Stated problem: Count how many lines in the data below contain the string "goal", matching case exactly, and reply with only that number.

::: Provided entries :::

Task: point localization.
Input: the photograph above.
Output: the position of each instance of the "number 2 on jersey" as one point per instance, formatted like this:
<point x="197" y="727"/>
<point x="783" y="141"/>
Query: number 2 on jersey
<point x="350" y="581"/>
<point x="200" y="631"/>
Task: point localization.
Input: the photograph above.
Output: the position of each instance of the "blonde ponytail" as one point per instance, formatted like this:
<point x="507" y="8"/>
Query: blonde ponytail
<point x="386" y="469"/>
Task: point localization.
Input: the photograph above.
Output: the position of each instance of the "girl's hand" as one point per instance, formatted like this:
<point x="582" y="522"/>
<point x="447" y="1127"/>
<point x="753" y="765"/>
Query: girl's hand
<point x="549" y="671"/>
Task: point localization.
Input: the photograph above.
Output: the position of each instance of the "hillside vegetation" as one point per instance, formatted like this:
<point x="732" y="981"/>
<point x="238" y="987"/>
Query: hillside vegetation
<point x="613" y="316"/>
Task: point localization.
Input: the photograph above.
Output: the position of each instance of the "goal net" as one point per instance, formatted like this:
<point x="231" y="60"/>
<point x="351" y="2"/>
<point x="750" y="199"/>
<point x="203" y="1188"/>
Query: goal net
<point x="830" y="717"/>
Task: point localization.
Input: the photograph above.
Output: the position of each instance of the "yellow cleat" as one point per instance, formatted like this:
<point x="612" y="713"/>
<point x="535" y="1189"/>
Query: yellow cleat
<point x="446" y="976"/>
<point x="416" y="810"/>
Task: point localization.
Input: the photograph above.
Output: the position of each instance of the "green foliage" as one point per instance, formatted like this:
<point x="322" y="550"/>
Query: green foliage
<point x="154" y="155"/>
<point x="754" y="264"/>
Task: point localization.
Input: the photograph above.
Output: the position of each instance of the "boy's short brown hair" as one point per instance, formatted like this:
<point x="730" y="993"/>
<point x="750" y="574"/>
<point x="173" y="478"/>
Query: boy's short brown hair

:::

Answer to this problem: 2